* START Information given *

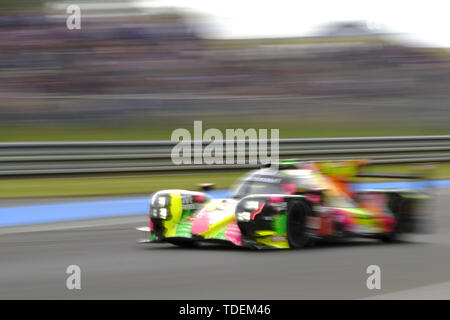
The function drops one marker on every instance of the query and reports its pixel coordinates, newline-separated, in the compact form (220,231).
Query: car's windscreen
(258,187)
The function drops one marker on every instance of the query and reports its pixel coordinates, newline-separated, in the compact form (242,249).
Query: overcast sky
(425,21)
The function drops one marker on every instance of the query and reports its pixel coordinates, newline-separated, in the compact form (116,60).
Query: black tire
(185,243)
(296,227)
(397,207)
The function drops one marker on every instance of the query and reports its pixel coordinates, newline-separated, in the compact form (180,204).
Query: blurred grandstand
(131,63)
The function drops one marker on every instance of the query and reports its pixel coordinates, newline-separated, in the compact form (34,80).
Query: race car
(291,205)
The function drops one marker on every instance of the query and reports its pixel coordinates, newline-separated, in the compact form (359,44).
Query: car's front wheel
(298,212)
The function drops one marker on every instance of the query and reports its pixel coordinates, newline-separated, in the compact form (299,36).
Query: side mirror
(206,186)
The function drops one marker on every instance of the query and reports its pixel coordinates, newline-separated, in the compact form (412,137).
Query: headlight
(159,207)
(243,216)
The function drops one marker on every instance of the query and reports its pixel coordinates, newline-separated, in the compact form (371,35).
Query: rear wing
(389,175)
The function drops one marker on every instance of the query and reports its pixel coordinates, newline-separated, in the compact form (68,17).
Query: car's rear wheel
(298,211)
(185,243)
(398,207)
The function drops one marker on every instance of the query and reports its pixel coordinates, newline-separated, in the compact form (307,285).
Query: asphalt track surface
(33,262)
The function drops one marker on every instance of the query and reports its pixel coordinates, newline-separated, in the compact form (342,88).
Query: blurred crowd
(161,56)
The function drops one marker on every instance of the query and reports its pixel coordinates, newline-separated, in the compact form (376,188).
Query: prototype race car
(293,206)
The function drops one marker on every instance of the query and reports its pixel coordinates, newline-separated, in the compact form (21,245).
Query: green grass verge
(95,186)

* END Information given *

> [Requirement]
Repeat every item above word for word, leaving out the pictures.

> [Written reply]
The function drops one marker on every instance of the query and reports its pixel coordinates, newline-separated, in the compact form (220,231).
Query: car's windscreen
(258,187)
The function drops one marker on every instance of the query and reports its pixel coordinates, newline-separated, in the compact form (242,249).
Query: overcast sky
(425,21)
The function drops one marker on every instance of the query and reports its pixel coordinates, newline-separated, in the compact form (116,60).
Query: black tire
(185,243)
(296,227)
(397,207)
The function drops one marker on every instance of the query and reports its pixel coordinates, newline-separated, in the compact form (180,204).
Query: blurred grandstand
(131,63)
The function drops one marker on every instance of the query and reports its pixel coordinates, newline-separated, in the compact form (34,80).
Query: race car
(291,205)
The function drops one marker on every instance of the query and reports its pixel coordinates, newline-separated, in the compact form (359,44).
Query: car's front wheel
(298,212)
The function drops one marker on every instance of the query and reports its pixel coordinates, newline-separated, in the compact form (299,36).
Query: side mirror
(206,186)
The function drops one marker on every instance of the query and reports its pixel coordinates, newline-separated, in the compact form (412,137).
Query: headlight
(159,207)
(243,216)
The function drops one marker on every instance of the query and reports its pixel coordinates, newline-separated, in the compact form (371,35).
Query: rear wing
(389,175)
The function drops one marker on every instance of the query and reports its pixel coordinates, newline-separated, in the compact form (68,17).
Query: car's rear wheel
(298,211)
(185,243)
(398,207)
The function drops one marker on every instance of the query and reports its pixel coordinates, newline-separated, in the compact form (307,285).
Query: asphalt track surface
(33,262)
The function drops one marker on every instance of the query and reports its pixel coordinates, newline-separated, in the compact form (342,88).
Query: blurred crowd
(161,56)
The function drops one marker on every instance of the query and reports its pixel coordinates, newline-separated, in the compact form (376,188).
Query: prototype race car
(293,206)
The function drops one marker on every instance of the query and reports its pixel coordinates, newline-separated, in the compact form (21,245).
Query: green grass verge
(95,186)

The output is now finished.